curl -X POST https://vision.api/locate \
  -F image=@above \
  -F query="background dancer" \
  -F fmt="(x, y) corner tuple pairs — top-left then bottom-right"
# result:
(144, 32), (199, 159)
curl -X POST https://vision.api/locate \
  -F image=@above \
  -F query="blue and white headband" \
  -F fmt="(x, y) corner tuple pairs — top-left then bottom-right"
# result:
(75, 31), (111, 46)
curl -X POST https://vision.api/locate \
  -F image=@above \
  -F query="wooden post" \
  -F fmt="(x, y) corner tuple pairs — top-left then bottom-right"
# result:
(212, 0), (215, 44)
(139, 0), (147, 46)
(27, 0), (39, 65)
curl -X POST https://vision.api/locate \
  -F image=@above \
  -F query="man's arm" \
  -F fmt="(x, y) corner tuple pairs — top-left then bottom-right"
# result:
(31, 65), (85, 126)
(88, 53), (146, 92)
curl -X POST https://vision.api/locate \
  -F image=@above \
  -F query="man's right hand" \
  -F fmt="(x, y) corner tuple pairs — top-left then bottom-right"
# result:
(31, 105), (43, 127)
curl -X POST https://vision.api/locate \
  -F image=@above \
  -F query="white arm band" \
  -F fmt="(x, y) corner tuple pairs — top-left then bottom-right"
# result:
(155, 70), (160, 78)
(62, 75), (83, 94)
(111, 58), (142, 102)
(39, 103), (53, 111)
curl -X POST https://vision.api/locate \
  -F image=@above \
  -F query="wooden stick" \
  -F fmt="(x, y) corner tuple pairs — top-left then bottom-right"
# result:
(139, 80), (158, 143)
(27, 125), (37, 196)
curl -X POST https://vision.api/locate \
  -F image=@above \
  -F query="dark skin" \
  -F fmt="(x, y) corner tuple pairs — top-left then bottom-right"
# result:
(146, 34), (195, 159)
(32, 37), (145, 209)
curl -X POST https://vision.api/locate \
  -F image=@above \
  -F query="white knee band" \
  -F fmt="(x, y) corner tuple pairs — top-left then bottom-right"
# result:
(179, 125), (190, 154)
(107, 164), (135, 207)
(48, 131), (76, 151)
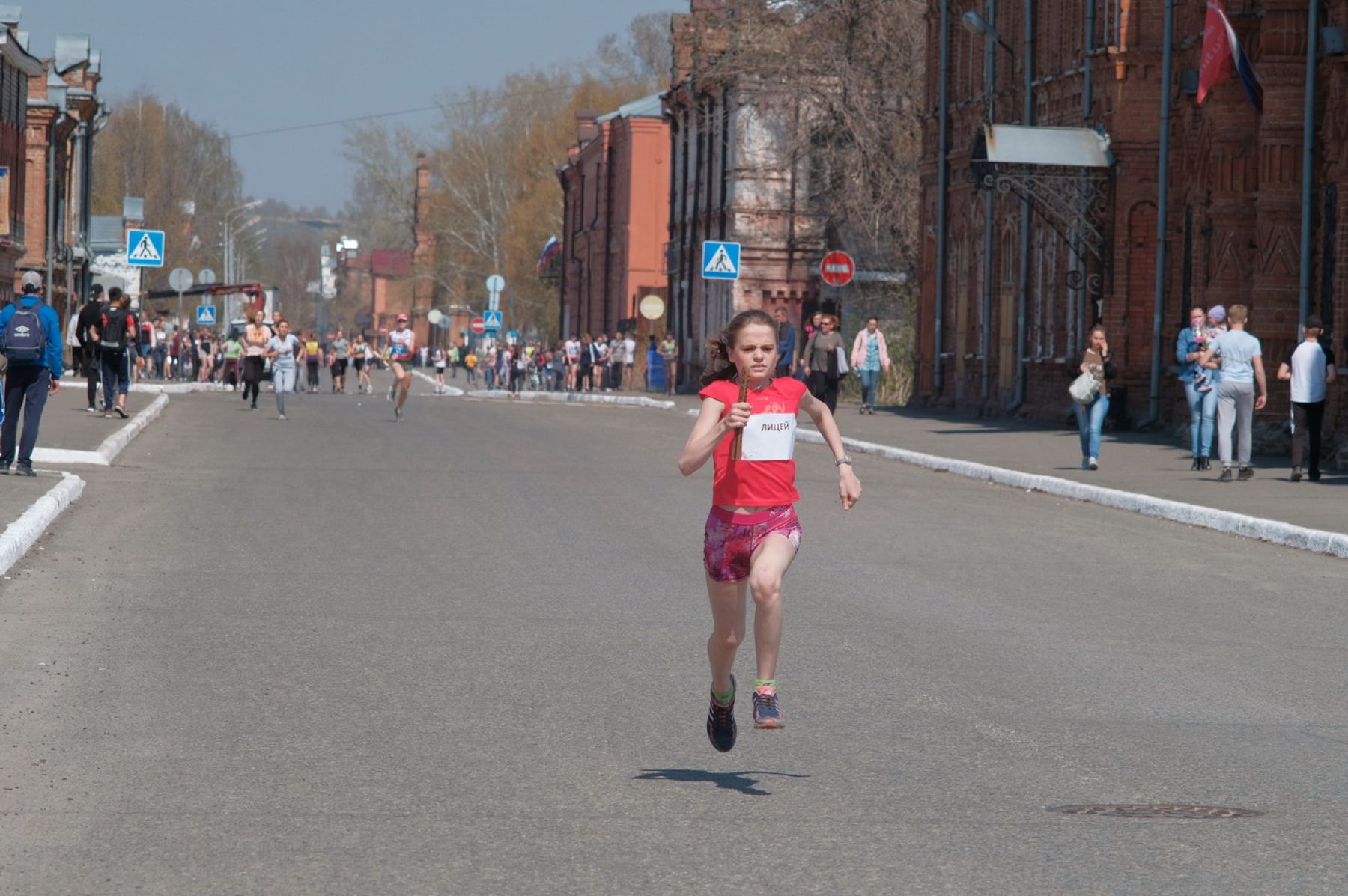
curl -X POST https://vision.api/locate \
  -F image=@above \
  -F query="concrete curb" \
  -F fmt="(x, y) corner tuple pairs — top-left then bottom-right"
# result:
(795, 430), (1348, 558)
(468, 389), (675, 411)
(131, 383), (233, 394)
(413, 371), (465, 399)
(0, 473), (84, 576)
(687, 409), (1348, 558)
(32, 394), (168, 466)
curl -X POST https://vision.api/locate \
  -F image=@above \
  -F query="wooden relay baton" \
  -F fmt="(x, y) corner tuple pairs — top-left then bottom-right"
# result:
(731, 371), (750, 461)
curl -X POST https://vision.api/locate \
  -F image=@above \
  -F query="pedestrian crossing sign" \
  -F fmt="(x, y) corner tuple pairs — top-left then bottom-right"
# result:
(127, 231), (165, 268)
(702, 240), (740, 280)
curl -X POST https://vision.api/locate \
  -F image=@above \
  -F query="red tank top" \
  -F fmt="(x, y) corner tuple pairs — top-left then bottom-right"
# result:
(698, 377), (805, 507)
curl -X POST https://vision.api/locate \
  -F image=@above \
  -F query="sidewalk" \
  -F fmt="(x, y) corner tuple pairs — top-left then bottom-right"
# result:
(663, 394), (1348, 534)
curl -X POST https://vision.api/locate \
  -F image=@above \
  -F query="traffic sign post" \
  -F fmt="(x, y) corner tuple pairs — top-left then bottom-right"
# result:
(702, 240), (740, 280)
(127, 231), (165, 266)
(819, 252), (856, 286)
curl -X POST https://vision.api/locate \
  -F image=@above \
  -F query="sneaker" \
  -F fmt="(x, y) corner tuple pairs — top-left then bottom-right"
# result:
(753, 684), (786, 731)
(706, 675), (736, 753)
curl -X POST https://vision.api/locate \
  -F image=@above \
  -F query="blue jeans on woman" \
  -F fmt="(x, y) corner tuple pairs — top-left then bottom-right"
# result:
(856, 369), (880, 411)
(1073, 394), (1109, 460)
(1183, 383), (1217, 457)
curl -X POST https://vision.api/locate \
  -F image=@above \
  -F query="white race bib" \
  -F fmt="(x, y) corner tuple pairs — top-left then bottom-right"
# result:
(741, 414), (795, 461)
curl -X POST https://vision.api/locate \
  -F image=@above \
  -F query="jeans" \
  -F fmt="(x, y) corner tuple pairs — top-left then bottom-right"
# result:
(1183, 383), (1217, 457)
(1072, 394), (1109, 458)
(1291, 401), (1325, 473)
(1217, 380), (1255, 468)
(271, 367), (297, 416)
(856, 371), (880, 411)
(103, 352), (131, 411)
(0, 364), (51, 466)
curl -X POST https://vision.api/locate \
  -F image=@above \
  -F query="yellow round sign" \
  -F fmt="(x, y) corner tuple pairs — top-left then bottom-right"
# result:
(637, 295), (664, 320)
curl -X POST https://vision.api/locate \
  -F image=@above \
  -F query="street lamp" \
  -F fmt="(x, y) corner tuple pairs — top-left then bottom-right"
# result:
(960, 10), (1015, 59)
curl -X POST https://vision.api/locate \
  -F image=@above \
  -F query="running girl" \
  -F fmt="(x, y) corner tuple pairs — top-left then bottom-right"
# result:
(388, 314), (416, 421)
(678, 311), (861, 753)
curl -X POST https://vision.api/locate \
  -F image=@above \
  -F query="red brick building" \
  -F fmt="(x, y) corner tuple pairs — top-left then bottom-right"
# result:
(22, 31), (105, 311)
(664, 0), (833, 385)
(917, 0), (1348, 442)
(556, 94), (670, 335)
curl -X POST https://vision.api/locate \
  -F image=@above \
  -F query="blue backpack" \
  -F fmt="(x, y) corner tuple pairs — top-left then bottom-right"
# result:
(0, 302), (47, 364)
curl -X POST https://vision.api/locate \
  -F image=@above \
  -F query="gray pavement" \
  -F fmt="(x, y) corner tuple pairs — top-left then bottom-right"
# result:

######

* [Request]
Copy the listing above word for word, from the first line through the last, and omit the pictures.

* [Written solution]
curl -X POST https://vision.api/locate \
  -F image=@above \
  -F query="background dancer" \
  -F fmt="(x, y) corner tuple pairs — top-left then bottom-right"
# result:
(144, 32), (199, 159)
curl -X POST https://vision.api/locate \
  -F image=@above \
  -F query="blue and white headband" \
  -F fmt="(x, y) corner tuple pairs — top-left then bottom-right"
# result:
(75, 31), (111, 46)
curl -X POST https://vision.api/locate \
  -F image=@above \
  -F query="wooden post" \
  -F fmt="(x, y) corner tuple pairs — top-left then bottom-right"
# result:
(212, 0), (215, 44)
(139, 0), (147, 46)
(27, 0), (39, 65)
curl -X POST https://vision.api/locate \
  -F image=@above \
  -F query="man's arm" \
  -F fmt="(x, y) corner tuple pairs — top-left then bottom-right"
# result:
(31, 65), (85, 126)
(88, 53), (146, 92)
curl -X POST https://vision.api/locate \
  -F image=@above \
  -F query="man's right hand" \
  -F fmt="(x, y) corner tuple pairs — top-left then bottom-right"
# result:
(31, 105), (43, 127)
curl -X POST https://vision.api/locate \
  -F image=@above \
  -F query="white arm band" \
  -F fmt="(x, y) corner tuple pairs — top-left then bottom-right"
# result:
(155, 70), (160, 78)
(62, 75), (83, 94)
(111, 58), (142, 102)
(39, 103), (53, 111)
curl -X POST https://vision.api/locate \
  -F image=@above \
  -F query="wooden stick" \
  -F fmt="(x, y) corner tuple pairs — top-left then bottom-right"
# result:
(139, 80), (158, 143)
(27, 125), (37, 196)
curl -X POST https://vision.api/locate \
  -F image=@above \
  -F query="dark skin" \
  -F fmt="(x, y) corner tuple pairs — top-left then bottom-right"
# result:
(146, 34), (195, 159)
(32, 37), (145, 209)
curl -X POST https://vision.api/locate \
  -F image=@above \
  -F query="white knee band" \
  -F fmt="(x, y) corner tuple pairs — top-left then bottom-right"
# result:
(179, 125), (190, 154)
(107, 164), (135, 207)
(48, 131), (76, 151)
curl -X POST https://vision.api/locate \
  -F image=@above \
  -F query="concrete curb" \
  -F fmt="(x, y) corner tuple pairs — top-left then bottom-right"
# result:
(795, 430), (1348, 558)
(468, 389), (675, 411)
(131, 383), (233, 394)
(413, 371), (465, 399)
(0, 473), (84, 576)
(687, 409), (1348, 558)
(32, 394), (168, 466)
curl -X POST https://vision.api/locate \
  -F image=@above \
  -F query="wooden relay baton" \
  -F fmt="(x, y) corner tuple pairs — top-left then bottom-right"
# result:
(731, 371), (750, 461)
curl -X POST https://vision.api/locate \
  -F image=@above \
  -F query="pedestrian crossing sign" \
  -F fmt="(x, y) corner tuple pairs — top-left then bottom-right"
# result:
(127, 231), (165, 268)
(702, 240), (740, 280)
curl -X POST https://vision.api/locate \
  -F image=@above \
  -F query="red tank top" \
  -F fmt="(x, y) corner tuple pairs — top-left then bottom-right"
# result:
(698, 377), (805, 507)
curl -X POST https://vision.api/locate \
  -F image=@above \
  -F query="sidewalk" \
  -F fmt="(x, y) corner tuple pairs — top-left then bottom-right"
# result:
(663, 394), (1348, 534)
curl -X POST https://vision.api/locate \
  -F image=@above \
  -F query="traffic sign post" \
  -F fmt="(x, y) corner tuple pairs — top-left then bottom-right"
# result:
(702, 240), (740, 280)
(127, 231), (165, 266)
(819, 252), (856, 286)
curl -X POST https://vision.api/locate \
  -F image=@above \
  -F query="sneaker" \
  -F fmt="(x, y) corner tuple pairs — top-left then bottom-right"
# result:
(753, 684), (786, 731)
(706, 675), (736, 753)
curl -X POST https://vision.api/locate \
  -F image=@above \
  -F query="blue jeans on woman" \
  -F fmt="(x, y) corner tuple pairs — top-left then bottom-right"
# result:
(856, 369), (880, 411)
(1073, 394), (1109, 460)
(1183, 383), (1217, 457)
curl -X POST https://vision.api/locate \
  -F image=@above \
  -F query="white race bib" \
  -F fmt="(x, y) corner tuple pairs — top-left then bottom-right"
# result:
(741, 414), (795, 461)
curl -X POST https://vision.api/locate \
  -F image=@above \
  -F query="jeans" \
  -F fmt="(x, y) corner tuple pairs — top-left then bottom-right"
# result:
(1183, 383), (1217, 457)
(1072, 394), (1109, 458)
(1291, 401), (1325, 473)
(1217, 380), (1255, 468)
(271, 367), (297, 416)
(856, 371), (880, 411)
(103, 352), (131, 411)
(0, 364), (51, 466)
curl -X POST https://vision.api/locate \
  -F image=@above \
  -F query="yellow round sign" \
  -F fmt="(x, y) corner tuple pairs — top-left then bottom-right"
# result:
(637, 295), (664, 320)
curl -X POST https://vision.api/locate \
  -F image=@above \
  -F query="street lamp" \
  -F fmt="(x, y) corner tuple pairs — top-left then bottom-right"
# result:
(960, 10), (1015, 59)
curl -X POST https://vision.api/locate \
  -F image=@above \
  -F query="running girl" \
  -F fmt="(x, y) corner tuple pairs — top-left then bottom-right"
# result:
(388, 314), (416, 421)
(678, 311), (861, 753)
curl -X POST https://vision.api/locate \
  -F image=@above \
  -F query="red brick building" \
  -F fmt="(x, y) corner tuple pairs — top-left then bottom-right"
# result:
(22, 31), (105, 311)
(664, 0), (833, 385)
(917, 0), (1348, 442)
(556, 94), (670, 335)
curl -X POST https://vision.api/locate \
  -F image=@above \
  -F query="blue backpack" \
  -F fmt="(x, y) corner tuple pairs — top-left then bottom-right"
# result:
(0, 302), (47, 364)
curl -X POST https://vision.api/locate \
  -F image=@above \
  -F query="gray pavement" \
  -F fmt="(x, y) corner tuple pairs — top-left then bottom-right"
# result:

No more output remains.